■ Document excerpt:
Julian Fellowes at the In Conversation event.
Julian Fellowes | Suhaimi Abdullah/Getty Images

Julian Fellowes used his life as inspiration for ‘Downton Abbey’

Fellowes grew up in the upper class. His father was an English diplomat, but his mother hadn’t been presented as a debutante, which caused drama in the family.

“My mother hadn’t been presented, she wasn’t a [debutante],” Fellowes explained to Closer (per E! Online). “My great aunts thought she had ‘caught’ [my father] and they never changed. They eventually tolerated her because she had been delivered of four healthy sons, so she had done her dynastic duty.”

Fellowes told the New York Times that as a young man, his father gave him some precious advice: ‘If you have the misfortune to be born into a generation which must earn its living, you might as well do something amusing.”

■ Problem statement:
In the Julian Fellowes excerpt, why did his great aunts eventually tolerate his mother? Answer in one to three sentences.

■ Provided data:
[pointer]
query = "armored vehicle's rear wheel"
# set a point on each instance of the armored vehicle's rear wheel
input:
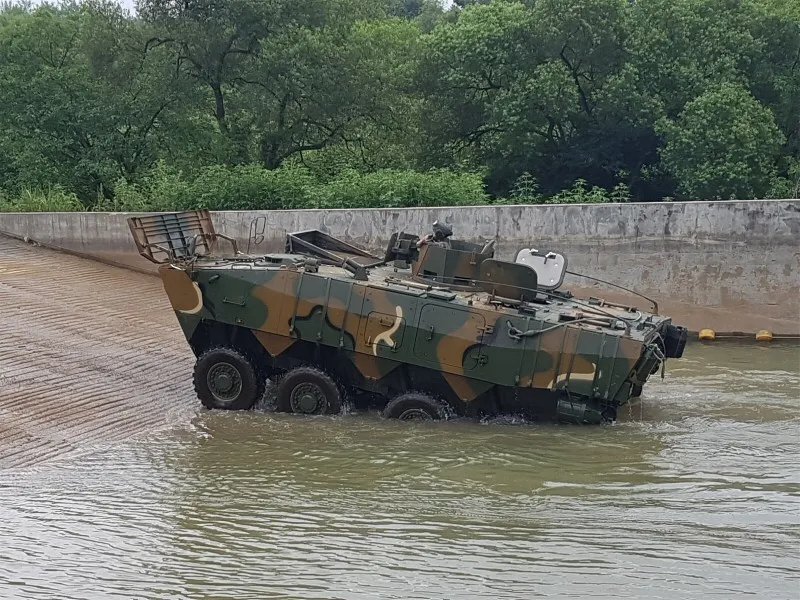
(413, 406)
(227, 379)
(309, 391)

==

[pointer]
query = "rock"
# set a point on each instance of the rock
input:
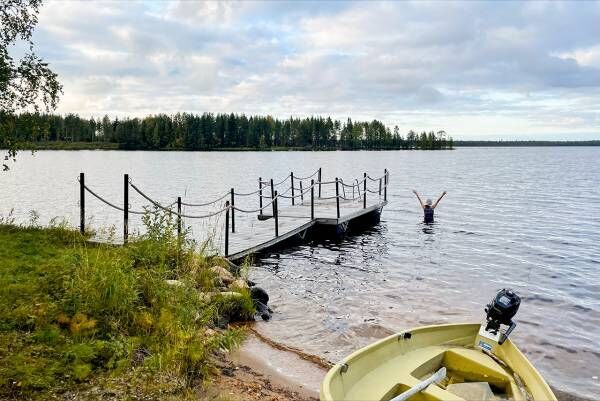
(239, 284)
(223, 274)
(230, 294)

* * *

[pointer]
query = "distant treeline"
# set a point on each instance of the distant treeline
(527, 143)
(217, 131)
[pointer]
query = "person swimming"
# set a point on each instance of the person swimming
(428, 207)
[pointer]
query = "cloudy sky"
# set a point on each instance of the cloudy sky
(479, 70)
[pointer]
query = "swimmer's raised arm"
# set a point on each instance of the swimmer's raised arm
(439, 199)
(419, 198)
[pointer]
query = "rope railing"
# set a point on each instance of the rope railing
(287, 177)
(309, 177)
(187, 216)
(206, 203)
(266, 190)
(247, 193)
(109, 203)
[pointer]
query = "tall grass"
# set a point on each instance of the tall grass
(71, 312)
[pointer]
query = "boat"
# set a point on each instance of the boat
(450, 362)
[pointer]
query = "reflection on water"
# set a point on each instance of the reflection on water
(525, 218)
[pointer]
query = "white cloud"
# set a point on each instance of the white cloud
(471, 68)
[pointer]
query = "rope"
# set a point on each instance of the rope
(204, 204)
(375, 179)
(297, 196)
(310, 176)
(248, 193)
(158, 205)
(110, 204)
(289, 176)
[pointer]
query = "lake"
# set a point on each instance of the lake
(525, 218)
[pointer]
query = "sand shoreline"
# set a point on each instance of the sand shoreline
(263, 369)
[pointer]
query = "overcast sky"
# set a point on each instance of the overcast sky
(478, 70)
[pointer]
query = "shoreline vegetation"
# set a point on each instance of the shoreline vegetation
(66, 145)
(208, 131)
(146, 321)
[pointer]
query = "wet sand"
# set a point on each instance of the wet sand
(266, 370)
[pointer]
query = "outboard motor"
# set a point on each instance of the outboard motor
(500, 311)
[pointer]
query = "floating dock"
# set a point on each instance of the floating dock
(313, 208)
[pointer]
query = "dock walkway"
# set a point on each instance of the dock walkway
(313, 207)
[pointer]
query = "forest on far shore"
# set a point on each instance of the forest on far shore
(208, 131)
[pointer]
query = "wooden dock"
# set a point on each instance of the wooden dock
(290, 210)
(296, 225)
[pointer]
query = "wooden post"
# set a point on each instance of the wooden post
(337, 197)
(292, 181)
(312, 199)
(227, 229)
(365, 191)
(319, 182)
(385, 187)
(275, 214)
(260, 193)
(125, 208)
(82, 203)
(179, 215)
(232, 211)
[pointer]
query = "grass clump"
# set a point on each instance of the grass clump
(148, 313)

■ Result:
His great aunts eventually tolerated her because she had given birth to four healthy sons. In their eyes, that meant she had done her dynastic duty.